==== RECORDS TO USE ====

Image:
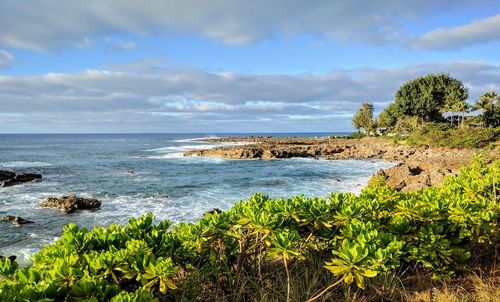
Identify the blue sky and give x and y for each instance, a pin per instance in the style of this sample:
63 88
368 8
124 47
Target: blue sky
230 66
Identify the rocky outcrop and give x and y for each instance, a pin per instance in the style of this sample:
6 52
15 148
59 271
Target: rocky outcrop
8 179
414 176
11 258
71 203
6 175
16 220
419 167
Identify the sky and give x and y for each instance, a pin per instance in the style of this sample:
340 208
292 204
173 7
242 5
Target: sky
219 66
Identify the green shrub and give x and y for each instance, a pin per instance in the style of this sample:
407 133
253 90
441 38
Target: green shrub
440 135
240 254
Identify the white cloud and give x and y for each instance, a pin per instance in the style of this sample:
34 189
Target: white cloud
5 58
47 25
482 31
194 100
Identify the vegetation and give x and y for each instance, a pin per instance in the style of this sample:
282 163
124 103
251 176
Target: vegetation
428 97
347 246
489 103
442 135
418 111
364 117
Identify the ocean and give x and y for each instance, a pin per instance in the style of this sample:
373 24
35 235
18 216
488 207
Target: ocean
138 173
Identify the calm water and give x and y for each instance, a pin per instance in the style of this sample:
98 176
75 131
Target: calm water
163 181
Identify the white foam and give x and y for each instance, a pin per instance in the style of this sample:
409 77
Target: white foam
24 164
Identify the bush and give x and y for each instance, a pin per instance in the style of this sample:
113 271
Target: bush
244 253
356 135
440 135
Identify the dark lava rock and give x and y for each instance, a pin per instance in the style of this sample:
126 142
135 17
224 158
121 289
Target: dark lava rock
16 220
213 211
71 203
6 175
11 258
21 178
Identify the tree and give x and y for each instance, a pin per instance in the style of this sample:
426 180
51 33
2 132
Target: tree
428 97
364 117
489 104
462 107
388 117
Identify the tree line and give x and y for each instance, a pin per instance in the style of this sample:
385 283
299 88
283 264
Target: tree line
427 99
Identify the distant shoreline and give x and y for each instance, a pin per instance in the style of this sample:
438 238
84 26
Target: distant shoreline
418 167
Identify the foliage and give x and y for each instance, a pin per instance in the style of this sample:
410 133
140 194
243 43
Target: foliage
429 96
489 103
364 117
388 117
367 236
406 125
440 135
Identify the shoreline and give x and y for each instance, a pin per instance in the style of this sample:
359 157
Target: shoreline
417 166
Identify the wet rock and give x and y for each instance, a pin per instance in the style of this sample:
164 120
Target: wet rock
71 203
11 258
6 175
20 179
410 177
16 220
213 211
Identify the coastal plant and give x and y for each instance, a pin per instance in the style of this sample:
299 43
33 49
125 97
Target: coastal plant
249 251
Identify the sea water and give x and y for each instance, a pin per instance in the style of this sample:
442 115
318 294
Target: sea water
134 174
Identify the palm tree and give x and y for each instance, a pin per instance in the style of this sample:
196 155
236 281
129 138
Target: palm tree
486 103
461 107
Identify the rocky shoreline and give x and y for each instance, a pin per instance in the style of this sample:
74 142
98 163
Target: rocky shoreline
417 168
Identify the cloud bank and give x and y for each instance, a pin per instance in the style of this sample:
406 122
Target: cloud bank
136 98
54 24
482 31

====

## SET PROBLEM
Update the rows above by replacing every "a pin per instance" with "one pin per instance" and leaving everything else unchanged. Leave the pictures out of your answer.

## ANSWER TO THE PROBLEM
Image:
Identify the blue sky and give x and y for each instance, one pin per instance in the style of this sample:
63 88
368 8
124 47
Target: blue sky
230 66
Identify the rocky outcrop and give x and y for each instance, one pin per instance in the style of this sample:
6 52
15 148
59 271
Target: rocky outcrop
8 179
414 176
11 258
71 203
6 175
16 220
419 167
Identify the sky and give x and y for each instance, one pin per instance in the style of this sample:
340 208
292 204
173 7
242 5
Target: sky
219 66
Identify the green shrub and give x and y for each instance, one pin per instance in the style of this sample:
407 133
253 90
441 38
Target: green shrub
440 135
240 254
Identify the white cloud and give x and y for each instance, one pin per instance in the style of this sample:
34 189
Target: white cloud
5 58
47 25
482 31
194 100
Identify the vegetation and give x and y for each instance, one pin per instance in the style of this sample:
282 163
124 103
251 176
Target: vegetation
428 97
347 246
489 103
442 135
418 111
364 117
Identify the ocean and give x and y for each instance, one pin per instance in the style of this sample:
373 24
35 235
18 216
488 207
Target: ocean
138 173
Identify the calm water and give x and y for each instance, one pin per instance in the style of this sample:
98 176
75 131
Target: calm water
163 181
Identify the white foam and give x and y for each instance, one pin per instance in the style of this sample:
409 77
Target: white foam
24 164
Identify the bush and give x and y for each instance, one pin per instance in the style of this sample:
113 271
Target: bush
244 253
356 135
440 135
Identify the dark lava rock and give x and y for each instance, one pin per instance in the style of this sample:
126 142
135 17
224 158
121 289
Target: dark lava rock
16 220
213 211
71 203
6 175
11 258
21 178
Identify the tree and give x and y for each instance, one pin per instance in the style of this sample:
426 180
51 33
2 132
Target: tree
428 97
364 117
489 104
462 107
388 117
Identify the tree line and give x and y for each instance, one pin per instance in the style of this sample:
385 283
299 88
283 264
Target: tree line
427 99
Identify the distant shoreline and give x and y for each instance, one pin per instance in the style of this sample:
438 238
84 26
Target: distant shoreline
418 167
Identify the foliage and give x and y for each instance, one pin per instance in the style of this sample:
410 133
140 194
243 43
Target: foliage
429 96
489 103
364 117
388 117
367 236
406 125
440 135
Identify the shoreline and give x and y for each instance, one pin per instance in the style of this sample:
359 157
Target: shoreline
417 166
Identify the wet rock and give x and y for each instance, one pin per instance in the style of this sample:
164 120
Target: wet rock
71 203
11 258
6 175
20 179
410 177
16 220
213 211
Identify the coastal plant and give x and y for each instance, one pin per instance in the style of this sample:
299 43
33 49
125 97
Target: coastal plant
249 251
Identify the sea water and give x and y for each instance, one pin per instance in the style of this sample:
442 115
318 294
Target: sea water
134 174
Identify the palm tree and give x and y for each instance, one pin per instance in the style of this sample:
196 155
236 281
129 138
Target: palm tree
486 103
461 107
Identify the rocky shoreline and give x and y for each instance, one pin per instance in the style of this sample:
74 142
98 163
Target: rocky shoreline
417 168
Identify the cloud bank and give x and y for each instance, one pin per instance in the style of this sample:
406 122
Target: cloud bank
136 98
54 24
482 31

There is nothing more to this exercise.